> **Given exercise**:
Extend the text on the TRAPDROID Android malware analysis framework with its next part, beginning after its final sentence. The records that follow the text are not part of it.

TRAPDROID is the implementation of the Bare-metal Android Malware Behavior Analysis Framework research. It runs unknown #android apps on real phones, watches what they do at the kernel level, and decides whether they are malicious.

The core idea is simple. Modern #malware can tell when it is running inside an emulator or under a debugger, so it stays quiet and looks harmless. Running the sample on bare-metal hardware removes that hiding place. The framework then collects low level signals, turns them into a clean behavior profile, and feeds that to a classifier. The whole pipeline is built around #machine-learning from real runtime behavior rather than static guesswork.

The problem

Static analysis reads the app without running it. It is fast but easy to fool with obfuscation, encryption, and code that gets downloaded at runtime. Dynamic analysis runs the app and watches its behavior, which is harder to fake, but most dynamic tools run inside emulators or rely on strace. Both are detectable. A sample that sees ptrace attached to it can just refuse to misbehave.

TRAPDROID avoids these tells. It uses a kernel module instead of ptrace, and it runs on a physical device instead of an emulator. In a small test with evasive samples from the Ztorg, OBAD, and Hehe families, four of five quit immediately inside the emulator. All five ran fully on the real device.

How it works

The system splits into two parts. A kernel driver on the phone intercepts activity and ships it out, and a server turns that raw stream into a behavior profile and runs the detection model.

Loading diagram...

The driver

The driver is a loadable kernel module, an #LKM. It hooks a small set of system calls using kretprobes, so it never touches the system call table and never uses ptrace. It watches one app at a time by checking the UID that Android assigns to each install.

It collects four kinds of signal:

•
System calls. A compact set of 15, grouped by intent: file (open, close, rename, unlink, mkdir, access, getdents), process (fork, execve, clone, ptrace), network (socket, connect), and privilege (chown, chmod).
•
Binder traffic. It filters ioctl calls on the binder driver to catch every IPC message, which is how Android apps talk to system services.
•
PMU events. Hardware performance counters like cache access, branch misprediction, and instruction counts, read straight from the perf subsystem.
•
Process stats. Accounting fields from task_struct such as min_flt, stime, utime, read_char, and write_bytes.

Events go into a circular queue, and a separate kernel worker sends them to the server over a custom UDP protocol using netpoll.

The box

The server side runs on #python with #flask, #mongodb, and #elasticsearch. The hardware is TBOX, a #raspberry-pi running #arch-linux ARM. TBOX gives the phone a protected WiFi network, charges it and talks to it over USB 3.0 and ADB, captures all network packets with tcpdump, and parses them with #scapy. It also serves the dashboard where an analyst starts a run and reads the report.

> **Entries provided**:
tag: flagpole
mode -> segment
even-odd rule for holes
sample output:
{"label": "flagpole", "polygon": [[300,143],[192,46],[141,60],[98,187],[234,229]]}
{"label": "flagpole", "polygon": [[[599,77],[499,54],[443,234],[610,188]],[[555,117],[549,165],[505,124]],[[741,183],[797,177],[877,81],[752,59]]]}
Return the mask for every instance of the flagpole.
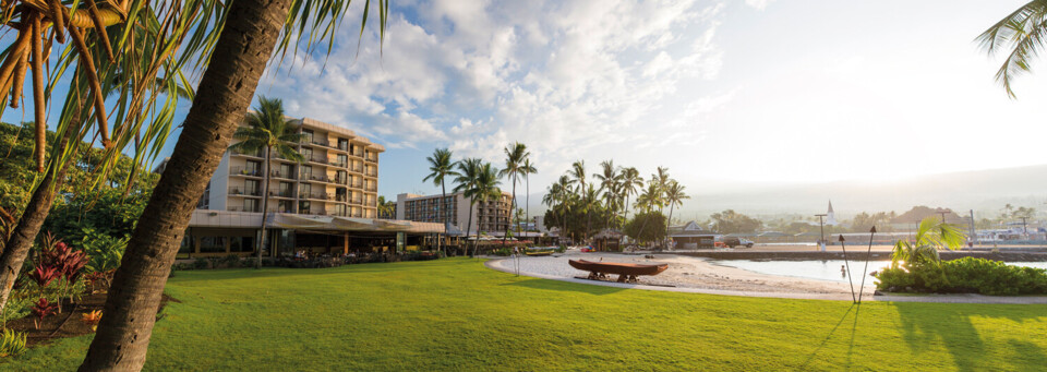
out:
{"label": "flagpole", "polygon": [[865,253],[865,268],[862,269],[862,287],[858,288],[858,303],[862,303],[862,293],[865,292],[865,276],[869,269],[869,259],[872,257],[872,236],[876,235],[876,226],[869,229],[869,250]]}
{"label": "flagpole", "polygon": [[854,280],[851,280],[851,263],[847,261],[847,244],[844,243],[843,235],[840,235],[840,247],[843,248],[843,264],[847,267],[847,283],[851,284],[851,301],[857,303],[854,298]]}

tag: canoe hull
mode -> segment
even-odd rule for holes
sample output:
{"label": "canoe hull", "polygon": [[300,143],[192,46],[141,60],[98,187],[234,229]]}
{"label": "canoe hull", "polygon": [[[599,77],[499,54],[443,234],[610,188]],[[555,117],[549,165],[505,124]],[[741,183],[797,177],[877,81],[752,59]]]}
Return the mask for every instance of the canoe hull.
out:
{"label": "canoe hull", "polygon": [[570,260],[567,261],[567,263],[570,264],[570,267],[583,272],[629,276],[658,275],[669,268],[669,264],[642,265],[617,262],[592,262],[586,260]]}

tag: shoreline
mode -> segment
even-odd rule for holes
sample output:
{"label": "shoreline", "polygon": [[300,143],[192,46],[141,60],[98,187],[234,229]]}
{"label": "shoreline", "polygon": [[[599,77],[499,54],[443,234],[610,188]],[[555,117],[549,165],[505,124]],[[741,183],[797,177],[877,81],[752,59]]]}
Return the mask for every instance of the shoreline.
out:
{"label": "shoreline", "polygon": [[[651,254],[651,253],[646,253]],[[852,301],[847,283],[808,279],[792,276],[769,275],[731,266],[710,263],[705,257],[679,255],[675,253],[653,253],[654,259],[645,254],[621,253],[580,253],[568,250],[566,253],[546,257],[519,259],[520,275],[571,281],[587,285],[694,292],[708,295],[769,297],[784,299],[811,299]],[[567,264],[570,259],[607,261],[623,263],[667,263],[669,269],[657,276],[641,276],[638,284],[589,280],[576,278],[588,273],[575,269]],[[514,259],[497,257],[484,263],[489,268],[516,274]],[[996,297],[983,295],[884,295],[874,296],[876,286],[866,280],[863,301],[898,302],[964,302],[964,303],[1045,303],[1047,297]],[[857,285],[855,285],[857,291]]]}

> **Task result**:
The test device was a Sony Xperia XZ 2 on Android 10. Targeting a recent Android version mattered, because a lot of new malware only runs there.

Automatic state restoration

Every run starts from a clean phone. The framework keeps pristine copies of the system and userdata partitions as sparse images. The app under analysis can write to userdata, but system stays protected by #selinux policy. After each run the device boots into fastboot, wipes the cache, and reflashes the original partitions. The full cycle of restore plus stimulation takes about four minutes.

Stimulation

Malware often sits idle until something happens, like an incoming SMS or a screen unlock. Stimulation is the act of poking the app to draw out hidden behavior. TRAPDROID uses a modified DroidBot that broadcasts intents, auto enables accessibility and notification services, and drives the UI. When the automatic engine is not enough, a human analyst steps in, though that was rarely needed. An expert analyst surfaced about 22.5% more distinct actions than the automated monkey tool on average.

UPL and UBF

The raw logs are messy. Two pieces turn them into something a model can learn from.

UPL, the UBF Processing Language, is a small DSL for describing how to read the logs. It is not Turing complete, but it has a grammar and it can embed #python, so you get pattern matching and ML libraries for free. A UPL script is built from blocks: behavior, annotation, context, auxiliary, and network.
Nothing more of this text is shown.